**GIVEN PASSAGE:**
## Start

Regarding Turkey's neighbors in an increasingly broken region of the world, Erdogan continues to confound his allies and potential partners.

Erdogan has become hostile towards Israel, a recent ally, while savagely opposing Syria's Assad. Yet while Turkey spends 2.4 % of its gross national product - about $18 billion - on its military, a number that puts it among the countries that spend the most on their militaries (and shames most European countries who have let themselves grow woefully weak in their ability to meaningfully confront Russia's aggressiveness in Ukraine and the Baltic nations), the country is aloof in participating in a Sunni-led alliance against the Syrian leader.


The Turkey-Syria Akcakale border in southern Sanliurfa province. One of many flashpoints that face Turkey as the Syrian civil war lumbers tragically towards a somber conclusion. Photo from Australian Broadcasting Company

Erdogan was borderline hysterical with indignation at the recent movement - from the UN to western media - to accept the definition of genocide by Turkey 100 years ago towards Armenians, leaving many would-be allies unsure of the nation's ability to confront its own history.

Time will tell through the rest of 2015 where Turkey heads, there are the elections in just less than a week, a possible end game in Syria between Hezbollah and Assad vs ISIS and other rebel groups, a restive Kurd population with new discomforts with Erdogan and a long affinity with the Kurds of Iraq. Whither Erdogan's hope for his pious generation.

Saturday, October 11, 2014

Turkey follows its own course: disappointing the West, infuriating its Kurdish citizens

One hesitates to write even MORE on the ISIS attack on a Syrian town, Kobani (or Korbane), located on the border with Turkey, but there are a few points worth emphasizing.

The situation

The town sits on the Turkey/Syria border - quite a new city, beginning in 1912 as a railway station. Before the Syrian civil war erupted nearly three years ago, its population was 44,000 and distributed among Arabs, Kurds, Turkmen, and Armenians. Of interest, it was built by Germany, as part of the Berlin-Baghdad railway. (As the first World War raged, Armenians fleeing vicious fighting in eastern Turkey found shelter here - setting up a fascinating sidetrip into the raging controversy about an Armenian genocide by Turkey of old.) In 2012, as Syria was disintegrating,Syrian Kurds took control of the city as a base from which to fight against President Assad, as well as fend off the more extreme of the Islamist groups.


Called Ayn al-Arab by Arabs, and Kobani by Kurds, pictures of this town before the recent ISIS attacks are not easy to find ... Photo from hereandnow.wbur.org

Today, of course, the whole world is aware that the town is under siege by ISIS forces, who have already overrun the many villages around the region. The result, so far, is 400,000+ residents of the region are now on the move (internally displaced refugees), with 100,000+ of that number having fled across the border into Turkey.

## End

**GOAL A:**
Print the passage on Turkey word for word, from "Regarding Turkey's neighbors" to "the Syrian leader.".
**GOAL B:**
According to the passage on Turkey, why did Syrian Kurds take control of Kobani in 2012?

**INFORMATION SUPPLIED:**
## Start

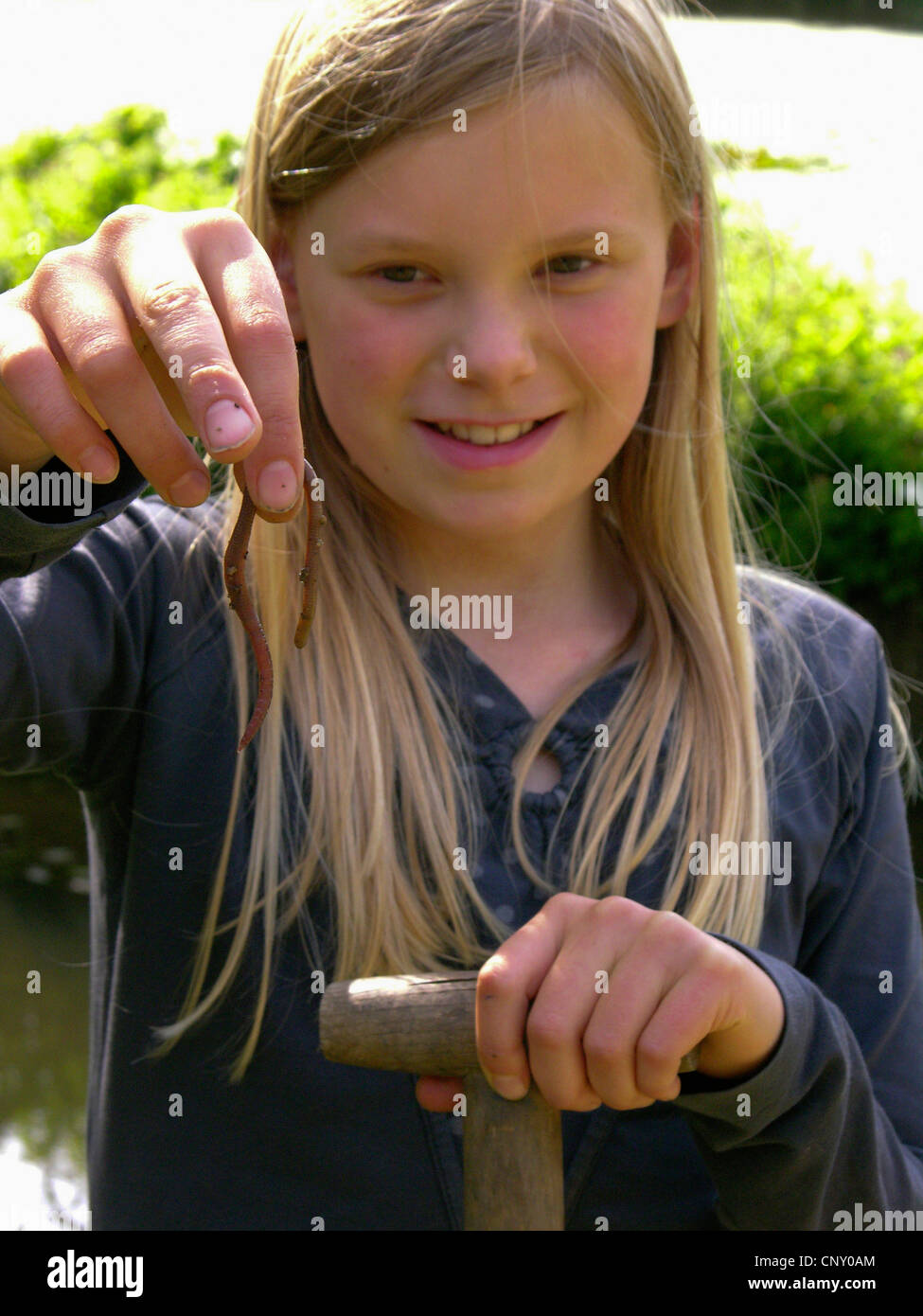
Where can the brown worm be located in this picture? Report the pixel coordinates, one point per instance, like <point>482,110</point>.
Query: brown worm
<point>239,594</point>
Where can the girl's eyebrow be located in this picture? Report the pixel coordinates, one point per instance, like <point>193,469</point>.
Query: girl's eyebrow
<point>407,242</point>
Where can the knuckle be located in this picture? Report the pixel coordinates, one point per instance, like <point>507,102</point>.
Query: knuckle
<point>565,900</point>
<point>544,1029</point>
<point>497,978</point>
<point>49,269</point>
<point>222,216</point>
<point>120,222</point>
<point>100,361</point>
<point>276,420</point>
<point>673,928</point>
<point>266,327</point>
<point>616,910</point>
<point>599,1050</point>
<point>20,365</point>
<point>216,373</point>
<point>652,1052</point>
<point>170,302</point>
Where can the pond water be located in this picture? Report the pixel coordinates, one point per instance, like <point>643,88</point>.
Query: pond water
<point>848,95</point>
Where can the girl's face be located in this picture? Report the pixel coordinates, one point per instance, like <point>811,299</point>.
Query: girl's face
<point>430,300</point>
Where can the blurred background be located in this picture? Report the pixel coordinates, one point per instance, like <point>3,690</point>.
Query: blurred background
<point>812,111</point>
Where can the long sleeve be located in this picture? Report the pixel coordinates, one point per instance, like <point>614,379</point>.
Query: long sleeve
<point>80,624</point>
<point>831,1128</point>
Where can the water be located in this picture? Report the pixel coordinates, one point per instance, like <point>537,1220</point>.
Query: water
<point>851,95</point>
<point>44,1005</point>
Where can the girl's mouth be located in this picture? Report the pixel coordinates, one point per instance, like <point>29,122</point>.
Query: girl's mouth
<point>486,436</point>
<point>488,446</point>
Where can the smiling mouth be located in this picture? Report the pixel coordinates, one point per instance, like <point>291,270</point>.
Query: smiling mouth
<point>486,436</point>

## End

**EXPECTED OUTPUT A:**
Regarding Turkey's neighbors in an increasingly broken region of the world, Erdogan continues to confound his allies and potential partners.

Erdogan has become hostile towards Israel, a recent ally, while savagely opposing Syria's Assad. Yet while Turkey spends 2.4 % of its gross national product - about $18 billion - on its military, a number that puts it among the countries that spend the most on their militaries (and shames most European countries who have let themselves grow woefully weak in their ability to meaningfully confront Russia's aggressiveness in Ukraine and the Baltic nations), the country is aloof in participating in a Sunni-led alliance against the Syrian leader.

**EXPECTED OUTPUT B:**
As Syria was disintegrating, Syrian Kurds took control of the town to use it as a base for fighting President Assad. They also used it to fend off the more extreme Islamist groups.